**Exercise:**
Give back nothing but the number of lines in these entries that contain the word "body".

-- Entries shown follows --

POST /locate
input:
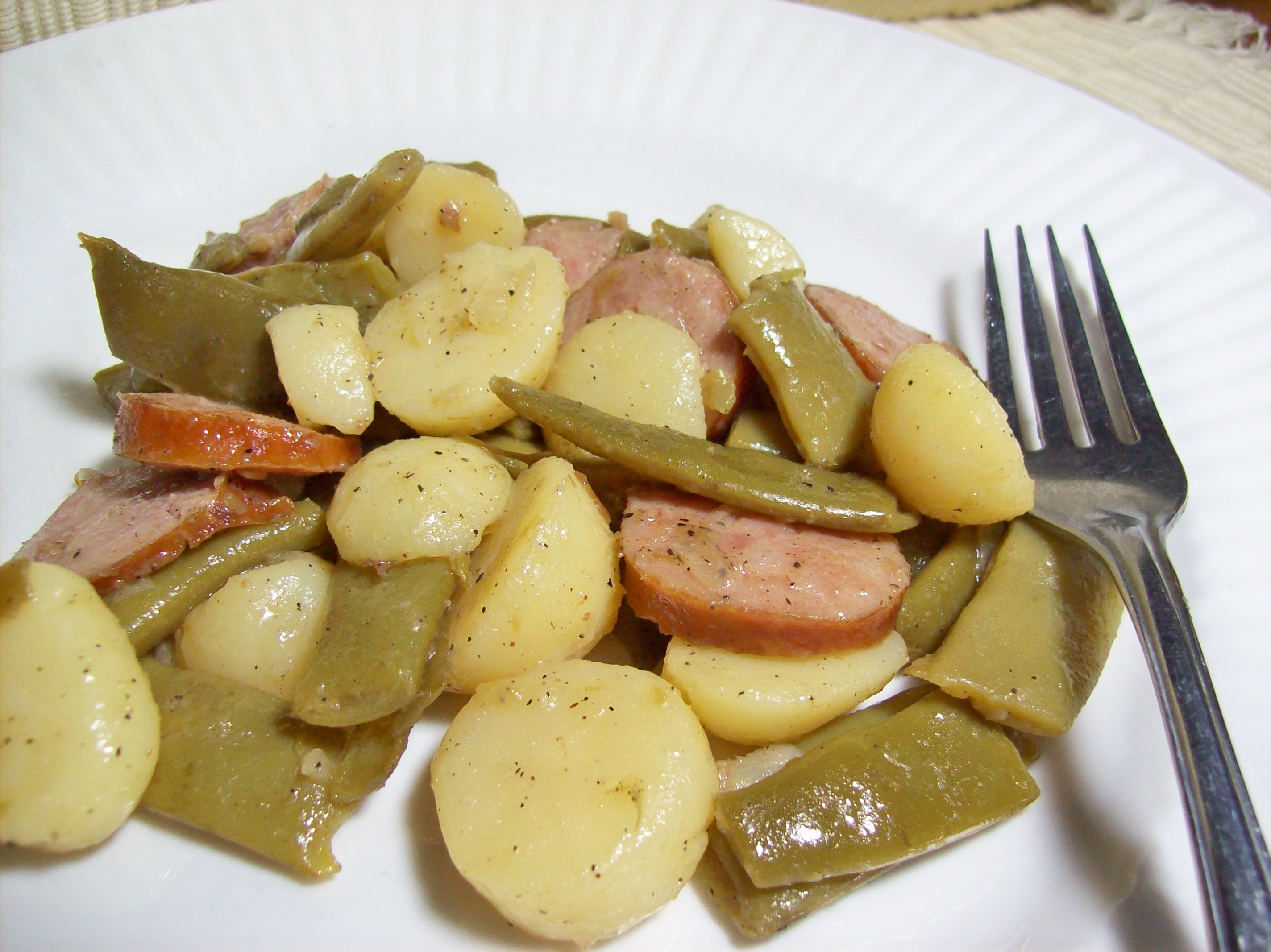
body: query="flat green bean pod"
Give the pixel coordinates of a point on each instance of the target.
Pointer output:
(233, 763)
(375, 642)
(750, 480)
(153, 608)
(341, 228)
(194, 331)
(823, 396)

-- Entries shown concluded --
-- Entries shown follows --

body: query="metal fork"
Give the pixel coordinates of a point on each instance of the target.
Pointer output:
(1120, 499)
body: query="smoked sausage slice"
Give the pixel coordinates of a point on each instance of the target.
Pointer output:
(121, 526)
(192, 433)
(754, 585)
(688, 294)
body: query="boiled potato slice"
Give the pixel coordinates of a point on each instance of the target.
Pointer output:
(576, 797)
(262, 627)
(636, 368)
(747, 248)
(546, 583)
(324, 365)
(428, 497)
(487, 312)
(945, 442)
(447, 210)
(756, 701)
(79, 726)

-- Entries shown concluded --

**Task solution:**
4